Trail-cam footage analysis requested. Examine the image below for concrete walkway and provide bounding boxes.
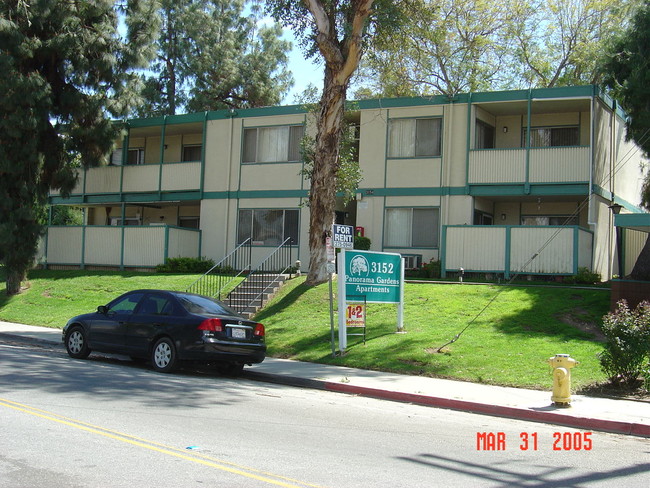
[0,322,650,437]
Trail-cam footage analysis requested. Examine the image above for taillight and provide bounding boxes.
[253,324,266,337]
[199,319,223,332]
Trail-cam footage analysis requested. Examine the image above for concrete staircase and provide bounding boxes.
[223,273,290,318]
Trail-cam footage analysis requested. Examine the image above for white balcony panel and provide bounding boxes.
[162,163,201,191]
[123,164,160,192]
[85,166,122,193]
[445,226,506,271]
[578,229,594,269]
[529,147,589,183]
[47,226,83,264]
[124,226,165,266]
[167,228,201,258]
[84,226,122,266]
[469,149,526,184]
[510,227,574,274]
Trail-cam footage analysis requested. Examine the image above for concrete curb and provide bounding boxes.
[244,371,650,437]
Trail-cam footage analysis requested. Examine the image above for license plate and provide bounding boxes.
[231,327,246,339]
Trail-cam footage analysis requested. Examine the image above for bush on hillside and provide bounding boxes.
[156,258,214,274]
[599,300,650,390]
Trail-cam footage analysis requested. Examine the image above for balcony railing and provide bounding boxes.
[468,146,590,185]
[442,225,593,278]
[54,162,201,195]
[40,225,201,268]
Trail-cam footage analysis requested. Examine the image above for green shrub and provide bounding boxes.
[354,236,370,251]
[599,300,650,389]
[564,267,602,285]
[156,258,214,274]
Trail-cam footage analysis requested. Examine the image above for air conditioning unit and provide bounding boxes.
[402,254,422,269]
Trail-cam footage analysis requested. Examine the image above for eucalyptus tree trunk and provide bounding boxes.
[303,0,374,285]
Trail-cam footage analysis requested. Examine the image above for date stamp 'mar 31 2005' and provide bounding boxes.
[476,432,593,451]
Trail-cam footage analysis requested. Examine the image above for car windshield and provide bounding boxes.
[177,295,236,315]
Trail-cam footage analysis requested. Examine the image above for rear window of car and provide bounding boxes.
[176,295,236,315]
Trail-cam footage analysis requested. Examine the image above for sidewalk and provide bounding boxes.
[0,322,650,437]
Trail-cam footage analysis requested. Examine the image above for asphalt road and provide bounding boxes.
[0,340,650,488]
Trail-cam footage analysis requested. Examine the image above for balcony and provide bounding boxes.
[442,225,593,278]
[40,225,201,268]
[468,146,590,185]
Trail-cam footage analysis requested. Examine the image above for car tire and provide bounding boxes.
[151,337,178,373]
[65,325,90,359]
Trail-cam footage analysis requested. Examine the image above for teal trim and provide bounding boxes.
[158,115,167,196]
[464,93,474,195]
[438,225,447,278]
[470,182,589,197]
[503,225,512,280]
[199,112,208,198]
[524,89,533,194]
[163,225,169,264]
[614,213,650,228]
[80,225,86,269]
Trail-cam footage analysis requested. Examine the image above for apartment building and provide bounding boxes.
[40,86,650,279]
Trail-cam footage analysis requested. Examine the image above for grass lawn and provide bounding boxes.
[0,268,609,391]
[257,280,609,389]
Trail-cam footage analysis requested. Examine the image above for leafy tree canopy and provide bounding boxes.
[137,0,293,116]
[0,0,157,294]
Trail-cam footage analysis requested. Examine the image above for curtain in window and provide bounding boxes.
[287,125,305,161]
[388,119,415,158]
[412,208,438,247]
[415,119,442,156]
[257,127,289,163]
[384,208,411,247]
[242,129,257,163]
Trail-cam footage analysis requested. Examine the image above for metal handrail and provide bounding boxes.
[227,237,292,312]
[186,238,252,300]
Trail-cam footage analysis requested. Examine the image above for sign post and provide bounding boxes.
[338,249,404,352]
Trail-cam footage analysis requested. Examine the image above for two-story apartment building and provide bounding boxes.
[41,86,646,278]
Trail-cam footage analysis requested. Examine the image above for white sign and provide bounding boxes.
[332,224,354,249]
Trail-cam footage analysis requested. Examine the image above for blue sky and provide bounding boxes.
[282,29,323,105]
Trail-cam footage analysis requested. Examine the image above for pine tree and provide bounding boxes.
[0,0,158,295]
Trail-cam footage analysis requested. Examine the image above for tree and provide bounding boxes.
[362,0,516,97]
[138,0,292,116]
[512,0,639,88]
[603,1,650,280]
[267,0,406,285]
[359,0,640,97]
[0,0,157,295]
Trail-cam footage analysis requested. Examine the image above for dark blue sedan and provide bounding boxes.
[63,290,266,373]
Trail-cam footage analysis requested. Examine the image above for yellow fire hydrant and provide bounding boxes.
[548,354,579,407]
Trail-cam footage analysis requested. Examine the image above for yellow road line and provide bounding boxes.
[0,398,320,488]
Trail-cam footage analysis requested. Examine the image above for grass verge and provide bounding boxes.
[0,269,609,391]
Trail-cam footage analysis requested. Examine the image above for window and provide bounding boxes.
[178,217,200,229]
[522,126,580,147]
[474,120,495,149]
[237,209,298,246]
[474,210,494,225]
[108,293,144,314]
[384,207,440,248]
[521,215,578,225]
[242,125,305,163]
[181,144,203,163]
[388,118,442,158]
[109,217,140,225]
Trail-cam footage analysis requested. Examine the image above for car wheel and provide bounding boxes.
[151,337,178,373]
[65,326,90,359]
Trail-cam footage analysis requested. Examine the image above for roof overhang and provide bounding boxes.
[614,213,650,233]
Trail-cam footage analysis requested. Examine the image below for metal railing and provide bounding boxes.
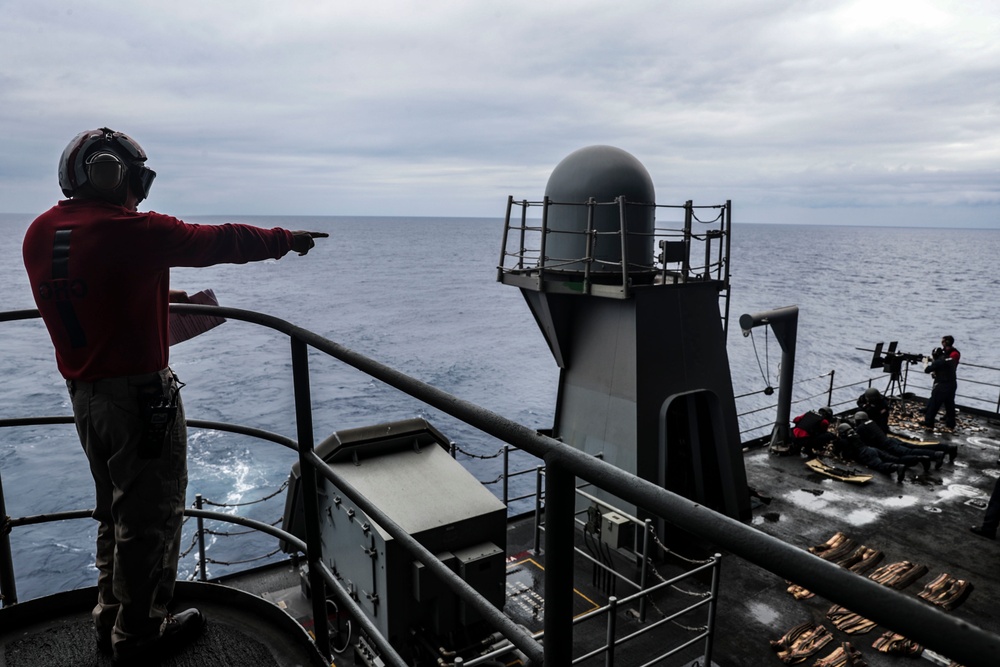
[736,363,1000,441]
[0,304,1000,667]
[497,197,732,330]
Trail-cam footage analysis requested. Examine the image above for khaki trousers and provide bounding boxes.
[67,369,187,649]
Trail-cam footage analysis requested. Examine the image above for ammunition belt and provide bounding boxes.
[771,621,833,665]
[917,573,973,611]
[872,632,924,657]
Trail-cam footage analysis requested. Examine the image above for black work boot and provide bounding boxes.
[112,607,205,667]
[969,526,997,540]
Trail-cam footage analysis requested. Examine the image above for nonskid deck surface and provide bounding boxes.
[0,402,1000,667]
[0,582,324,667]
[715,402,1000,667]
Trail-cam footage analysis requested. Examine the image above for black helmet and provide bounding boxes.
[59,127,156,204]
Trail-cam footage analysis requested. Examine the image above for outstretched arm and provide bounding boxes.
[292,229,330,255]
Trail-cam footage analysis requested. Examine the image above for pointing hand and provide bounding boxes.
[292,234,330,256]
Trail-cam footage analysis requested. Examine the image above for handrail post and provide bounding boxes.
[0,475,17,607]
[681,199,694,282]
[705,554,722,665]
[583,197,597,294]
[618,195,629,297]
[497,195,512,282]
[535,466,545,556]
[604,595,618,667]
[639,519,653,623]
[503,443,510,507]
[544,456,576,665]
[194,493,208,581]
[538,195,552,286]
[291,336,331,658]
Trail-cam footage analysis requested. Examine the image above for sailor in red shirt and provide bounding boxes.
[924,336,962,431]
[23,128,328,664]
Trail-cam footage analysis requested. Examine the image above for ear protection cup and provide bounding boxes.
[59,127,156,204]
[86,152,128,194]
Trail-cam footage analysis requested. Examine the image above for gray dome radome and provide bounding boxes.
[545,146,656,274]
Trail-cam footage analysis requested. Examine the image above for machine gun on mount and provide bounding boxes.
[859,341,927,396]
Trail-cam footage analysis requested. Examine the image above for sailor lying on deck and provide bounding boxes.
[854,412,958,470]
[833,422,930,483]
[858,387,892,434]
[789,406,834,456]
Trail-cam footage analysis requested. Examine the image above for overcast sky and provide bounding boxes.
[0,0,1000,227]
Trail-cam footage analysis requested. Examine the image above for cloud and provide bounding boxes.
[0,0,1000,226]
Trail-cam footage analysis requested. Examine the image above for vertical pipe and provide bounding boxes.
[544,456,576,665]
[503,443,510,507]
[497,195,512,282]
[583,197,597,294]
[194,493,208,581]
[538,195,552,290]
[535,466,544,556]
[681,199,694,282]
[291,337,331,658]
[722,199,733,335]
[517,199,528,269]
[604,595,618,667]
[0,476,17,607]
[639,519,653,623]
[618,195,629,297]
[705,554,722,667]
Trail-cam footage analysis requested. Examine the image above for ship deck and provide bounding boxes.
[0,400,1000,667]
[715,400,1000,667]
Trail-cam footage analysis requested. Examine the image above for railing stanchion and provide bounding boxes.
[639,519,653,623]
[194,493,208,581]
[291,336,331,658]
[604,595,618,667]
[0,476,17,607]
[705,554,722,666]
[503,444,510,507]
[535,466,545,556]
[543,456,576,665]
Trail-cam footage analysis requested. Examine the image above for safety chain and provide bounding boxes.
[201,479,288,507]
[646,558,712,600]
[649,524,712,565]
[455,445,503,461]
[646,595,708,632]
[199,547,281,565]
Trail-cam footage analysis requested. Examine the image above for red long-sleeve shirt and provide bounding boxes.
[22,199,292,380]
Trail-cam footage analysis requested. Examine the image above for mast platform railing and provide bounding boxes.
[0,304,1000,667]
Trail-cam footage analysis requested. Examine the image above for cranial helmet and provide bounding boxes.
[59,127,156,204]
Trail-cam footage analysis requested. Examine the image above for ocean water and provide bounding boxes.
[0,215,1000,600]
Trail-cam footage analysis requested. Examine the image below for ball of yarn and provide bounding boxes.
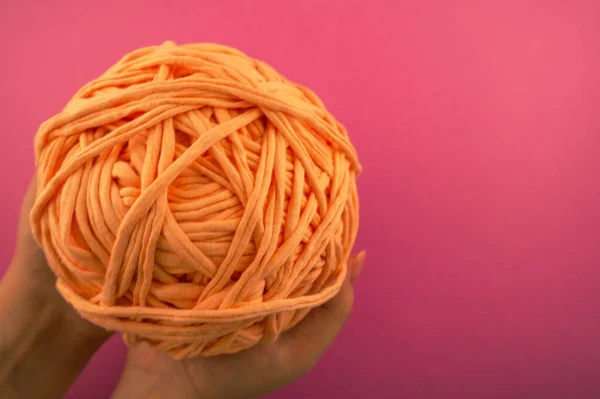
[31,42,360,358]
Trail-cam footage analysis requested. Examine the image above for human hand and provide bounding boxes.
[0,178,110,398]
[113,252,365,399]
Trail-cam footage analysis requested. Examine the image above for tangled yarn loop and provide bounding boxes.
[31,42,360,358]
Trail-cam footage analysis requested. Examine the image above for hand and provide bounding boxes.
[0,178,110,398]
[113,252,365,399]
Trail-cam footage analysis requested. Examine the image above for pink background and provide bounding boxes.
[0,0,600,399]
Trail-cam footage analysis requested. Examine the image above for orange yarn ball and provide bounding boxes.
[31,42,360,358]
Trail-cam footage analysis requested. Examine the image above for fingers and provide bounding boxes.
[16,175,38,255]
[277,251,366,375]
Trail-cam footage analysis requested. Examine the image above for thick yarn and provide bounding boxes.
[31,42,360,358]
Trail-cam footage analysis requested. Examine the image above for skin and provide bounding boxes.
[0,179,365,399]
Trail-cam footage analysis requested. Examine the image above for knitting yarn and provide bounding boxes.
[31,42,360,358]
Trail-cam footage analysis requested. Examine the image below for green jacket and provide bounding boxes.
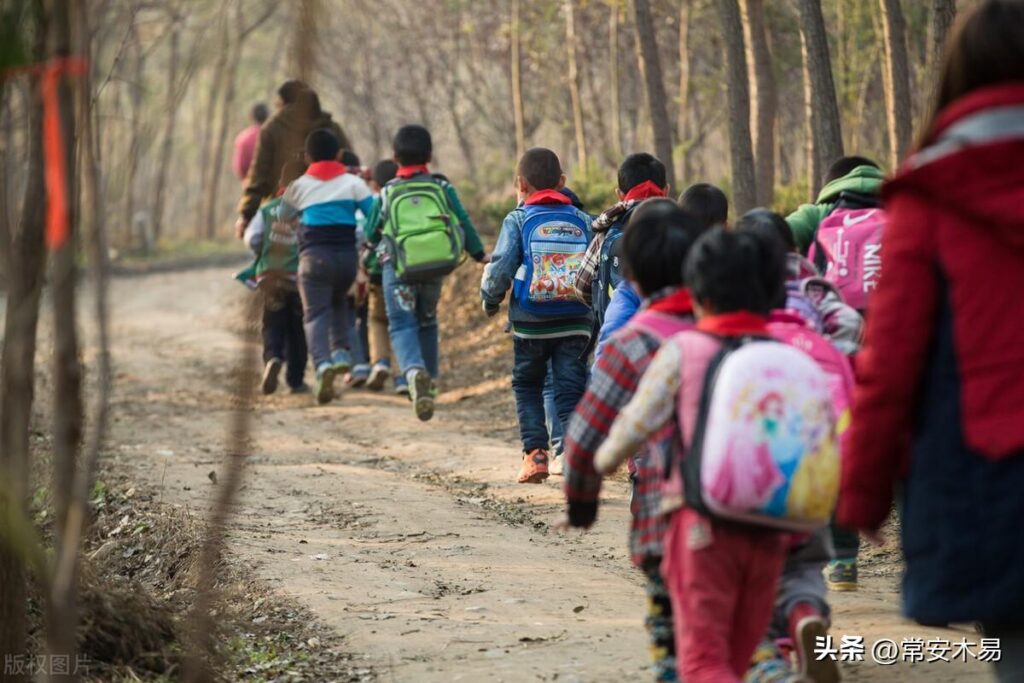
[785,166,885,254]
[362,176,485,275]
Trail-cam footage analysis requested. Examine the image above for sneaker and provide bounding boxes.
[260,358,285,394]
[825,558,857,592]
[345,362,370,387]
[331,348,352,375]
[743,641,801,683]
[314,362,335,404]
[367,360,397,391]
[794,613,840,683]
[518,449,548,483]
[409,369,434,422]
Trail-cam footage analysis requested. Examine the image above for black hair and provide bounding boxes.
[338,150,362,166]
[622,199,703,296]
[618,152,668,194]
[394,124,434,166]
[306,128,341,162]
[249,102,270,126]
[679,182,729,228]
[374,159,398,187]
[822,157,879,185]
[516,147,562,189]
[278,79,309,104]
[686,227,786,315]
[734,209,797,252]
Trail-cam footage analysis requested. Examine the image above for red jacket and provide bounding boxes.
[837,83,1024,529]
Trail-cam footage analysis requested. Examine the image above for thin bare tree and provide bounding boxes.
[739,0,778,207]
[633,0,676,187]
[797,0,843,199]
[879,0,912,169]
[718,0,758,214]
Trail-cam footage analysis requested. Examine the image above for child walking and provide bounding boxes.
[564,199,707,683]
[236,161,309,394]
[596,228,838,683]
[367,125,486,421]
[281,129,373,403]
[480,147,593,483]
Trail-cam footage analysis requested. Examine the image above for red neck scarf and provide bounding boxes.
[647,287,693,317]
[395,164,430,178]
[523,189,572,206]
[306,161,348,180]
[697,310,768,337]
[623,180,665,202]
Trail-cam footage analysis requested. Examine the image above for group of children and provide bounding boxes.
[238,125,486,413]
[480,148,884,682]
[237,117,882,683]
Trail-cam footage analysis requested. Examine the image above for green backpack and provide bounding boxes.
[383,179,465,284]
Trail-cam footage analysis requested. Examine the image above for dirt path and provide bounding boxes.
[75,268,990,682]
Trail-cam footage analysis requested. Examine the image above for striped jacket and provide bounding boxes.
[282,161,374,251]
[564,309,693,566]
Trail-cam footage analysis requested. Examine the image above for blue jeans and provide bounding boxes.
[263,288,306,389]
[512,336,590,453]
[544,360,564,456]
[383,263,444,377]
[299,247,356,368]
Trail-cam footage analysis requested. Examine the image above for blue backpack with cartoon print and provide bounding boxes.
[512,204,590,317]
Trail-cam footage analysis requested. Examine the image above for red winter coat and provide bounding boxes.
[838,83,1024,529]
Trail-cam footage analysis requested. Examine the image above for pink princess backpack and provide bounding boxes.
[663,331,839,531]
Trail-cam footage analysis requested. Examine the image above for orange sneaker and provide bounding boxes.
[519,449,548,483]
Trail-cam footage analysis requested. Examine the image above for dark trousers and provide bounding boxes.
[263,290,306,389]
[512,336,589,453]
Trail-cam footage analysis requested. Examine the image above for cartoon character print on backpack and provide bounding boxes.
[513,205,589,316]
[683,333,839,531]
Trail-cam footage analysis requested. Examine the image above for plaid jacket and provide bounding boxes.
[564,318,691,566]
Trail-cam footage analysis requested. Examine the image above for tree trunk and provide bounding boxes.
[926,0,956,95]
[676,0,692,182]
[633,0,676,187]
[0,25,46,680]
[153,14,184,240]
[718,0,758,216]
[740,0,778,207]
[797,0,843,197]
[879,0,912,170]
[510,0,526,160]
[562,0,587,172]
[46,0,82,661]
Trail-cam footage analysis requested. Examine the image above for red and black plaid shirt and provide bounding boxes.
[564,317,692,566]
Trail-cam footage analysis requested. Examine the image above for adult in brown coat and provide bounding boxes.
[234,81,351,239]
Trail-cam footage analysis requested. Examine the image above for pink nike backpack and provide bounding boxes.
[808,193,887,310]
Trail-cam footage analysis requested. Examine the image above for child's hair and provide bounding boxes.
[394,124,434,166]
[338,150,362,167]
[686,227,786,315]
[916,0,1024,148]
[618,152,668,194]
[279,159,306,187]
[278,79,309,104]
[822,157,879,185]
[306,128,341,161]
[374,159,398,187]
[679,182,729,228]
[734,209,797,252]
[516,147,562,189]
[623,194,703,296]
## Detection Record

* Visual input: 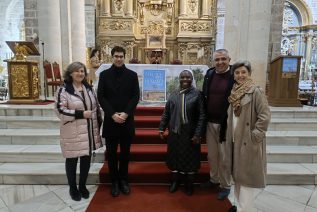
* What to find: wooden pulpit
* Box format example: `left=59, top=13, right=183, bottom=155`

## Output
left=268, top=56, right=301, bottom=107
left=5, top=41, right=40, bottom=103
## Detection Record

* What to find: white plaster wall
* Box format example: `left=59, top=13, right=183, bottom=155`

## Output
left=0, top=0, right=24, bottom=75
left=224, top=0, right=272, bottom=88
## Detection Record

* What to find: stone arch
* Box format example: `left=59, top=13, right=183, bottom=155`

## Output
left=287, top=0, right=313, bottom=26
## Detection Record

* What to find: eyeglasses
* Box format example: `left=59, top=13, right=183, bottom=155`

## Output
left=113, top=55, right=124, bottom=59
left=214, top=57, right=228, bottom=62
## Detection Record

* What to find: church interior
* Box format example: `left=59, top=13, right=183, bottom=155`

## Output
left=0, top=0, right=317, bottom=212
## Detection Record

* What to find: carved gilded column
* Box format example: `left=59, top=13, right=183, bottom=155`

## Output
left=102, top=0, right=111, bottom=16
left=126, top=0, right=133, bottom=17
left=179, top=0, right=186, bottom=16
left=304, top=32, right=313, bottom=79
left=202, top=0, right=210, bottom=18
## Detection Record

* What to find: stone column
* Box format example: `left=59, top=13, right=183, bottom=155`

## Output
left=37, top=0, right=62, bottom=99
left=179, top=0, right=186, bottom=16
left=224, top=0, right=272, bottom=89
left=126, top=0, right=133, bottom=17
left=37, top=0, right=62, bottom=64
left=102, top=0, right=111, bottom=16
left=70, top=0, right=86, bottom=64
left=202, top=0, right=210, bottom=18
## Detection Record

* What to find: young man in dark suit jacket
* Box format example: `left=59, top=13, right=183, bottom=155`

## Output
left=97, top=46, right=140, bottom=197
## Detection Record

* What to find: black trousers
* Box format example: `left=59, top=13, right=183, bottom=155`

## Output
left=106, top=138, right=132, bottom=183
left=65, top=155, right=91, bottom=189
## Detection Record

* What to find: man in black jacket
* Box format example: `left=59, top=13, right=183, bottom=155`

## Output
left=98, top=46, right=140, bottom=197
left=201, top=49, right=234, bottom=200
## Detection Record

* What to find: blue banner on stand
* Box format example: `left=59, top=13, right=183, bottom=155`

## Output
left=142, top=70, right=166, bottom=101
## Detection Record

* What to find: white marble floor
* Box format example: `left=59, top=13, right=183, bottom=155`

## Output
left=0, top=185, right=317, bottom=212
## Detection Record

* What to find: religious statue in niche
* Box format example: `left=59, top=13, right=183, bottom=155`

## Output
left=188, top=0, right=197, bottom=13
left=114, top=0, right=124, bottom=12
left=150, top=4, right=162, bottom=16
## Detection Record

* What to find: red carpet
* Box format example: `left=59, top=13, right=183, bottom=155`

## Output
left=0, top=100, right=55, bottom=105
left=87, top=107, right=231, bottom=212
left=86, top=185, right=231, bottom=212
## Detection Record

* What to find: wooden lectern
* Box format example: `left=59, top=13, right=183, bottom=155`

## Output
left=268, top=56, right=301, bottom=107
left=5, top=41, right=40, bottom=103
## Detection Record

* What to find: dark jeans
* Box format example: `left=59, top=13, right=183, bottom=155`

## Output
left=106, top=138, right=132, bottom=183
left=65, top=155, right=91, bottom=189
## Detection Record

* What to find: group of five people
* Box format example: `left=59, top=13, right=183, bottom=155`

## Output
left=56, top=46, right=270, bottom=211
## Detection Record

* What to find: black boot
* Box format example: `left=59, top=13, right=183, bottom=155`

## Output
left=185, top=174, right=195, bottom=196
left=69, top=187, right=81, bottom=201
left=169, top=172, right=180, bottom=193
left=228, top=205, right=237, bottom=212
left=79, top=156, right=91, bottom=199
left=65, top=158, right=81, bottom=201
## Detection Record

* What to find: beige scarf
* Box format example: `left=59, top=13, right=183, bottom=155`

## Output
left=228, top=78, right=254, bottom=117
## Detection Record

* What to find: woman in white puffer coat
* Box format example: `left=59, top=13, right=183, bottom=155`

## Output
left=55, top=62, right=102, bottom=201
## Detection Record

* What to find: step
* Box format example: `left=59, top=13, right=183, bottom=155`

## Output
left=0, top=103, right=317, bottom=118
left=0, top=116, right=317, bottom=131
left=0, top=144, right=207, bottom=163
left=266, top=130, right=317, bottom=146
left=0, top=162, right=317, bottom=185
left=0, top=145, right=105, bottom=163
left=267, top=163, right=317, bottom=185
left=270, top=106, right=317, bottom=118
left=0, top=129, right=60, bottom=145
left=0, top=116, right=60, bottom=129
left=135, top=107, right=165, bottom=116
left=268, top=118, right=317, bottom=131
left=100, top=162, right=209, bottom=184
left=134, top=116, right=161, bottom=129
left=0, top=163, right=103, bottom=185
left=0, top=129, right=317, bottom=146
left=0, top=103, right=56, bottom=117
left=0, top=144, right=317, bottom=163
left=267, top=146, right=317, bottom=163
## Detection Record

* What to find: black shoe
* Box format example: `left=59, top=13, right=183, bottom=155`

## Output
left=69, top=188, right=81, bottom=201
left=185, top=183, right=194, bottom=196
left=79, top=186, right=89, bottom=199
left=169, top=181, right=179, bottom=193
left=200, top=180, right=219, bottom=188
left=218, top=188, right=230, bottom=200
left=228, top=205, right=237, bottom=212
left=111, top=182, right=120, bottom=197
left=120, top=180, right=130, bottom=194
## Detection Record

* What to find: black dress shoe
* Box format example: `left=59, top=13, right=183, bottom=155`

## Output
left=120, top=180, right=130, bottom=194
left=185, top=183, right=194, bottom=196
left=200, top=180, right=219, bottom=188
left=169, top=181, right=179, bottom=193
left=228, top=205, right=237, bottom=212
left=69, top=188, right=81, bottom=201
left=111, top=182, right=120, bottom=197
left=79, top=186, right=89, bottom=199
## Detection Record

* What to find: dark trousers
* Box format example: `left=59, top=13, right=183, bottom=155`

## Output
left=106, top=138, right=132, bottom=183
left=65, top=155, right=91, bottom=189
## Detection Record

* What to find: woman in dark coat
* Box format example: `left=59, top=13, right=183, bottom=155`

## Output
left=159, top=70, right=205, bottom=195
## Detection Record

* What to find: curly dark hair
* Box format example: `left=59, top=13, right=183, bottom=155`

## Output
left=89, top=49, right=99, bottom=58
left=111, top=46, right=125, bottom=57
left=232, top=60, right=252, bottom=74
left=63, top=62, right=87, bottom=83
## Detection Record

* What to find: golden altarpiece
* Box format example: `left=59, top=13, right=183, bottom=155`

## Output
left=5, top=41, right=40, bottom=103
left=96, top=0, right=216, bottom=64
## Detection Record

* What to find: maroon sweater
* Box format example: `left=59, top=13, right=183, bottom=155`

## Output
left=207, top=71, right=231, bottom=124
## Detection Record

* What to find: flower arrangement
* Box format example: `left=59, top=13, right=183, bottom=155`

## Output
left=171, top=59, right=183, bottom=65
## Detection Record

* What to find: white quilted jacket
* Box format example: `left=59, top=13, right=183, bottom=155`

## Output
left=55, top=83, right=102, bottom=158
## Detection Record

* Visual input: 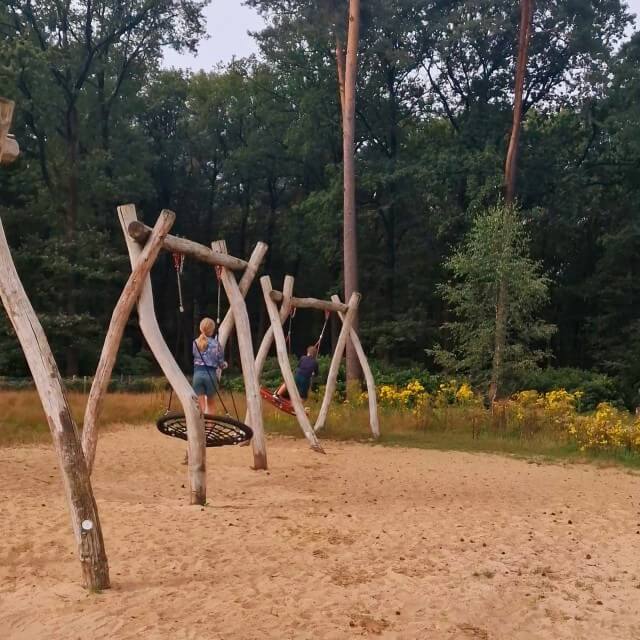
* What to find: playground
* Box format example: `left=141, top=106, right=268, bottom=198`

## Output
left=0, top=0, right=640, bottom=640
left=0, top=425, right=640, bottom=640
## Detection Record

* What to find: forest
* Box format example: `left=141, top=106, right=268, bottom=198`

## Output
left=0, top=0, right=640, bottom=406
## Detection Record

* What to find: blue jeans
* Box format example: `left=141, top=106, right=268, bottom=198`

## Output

> [What the exercise asks]:
Quote everything from the start of the lines down to the line containing "[223,273,290,318]", both ends included, and leave the pictures out of your answer.

> [Final answer]:
Trail-cam footage analysis requested. Examine the image below for concrete walkway and provide bounding boxes.
[0,322,650,437]
Trail-cam footage analysis requested. Examine the image above for taillight and provide bounding boxes.
[253,324,266,337]
[199,319,223,332]
Trail-cam footage analysis requested. Examine the image above for concrete staircase and provide bounding boxes.
[223,273,290,318]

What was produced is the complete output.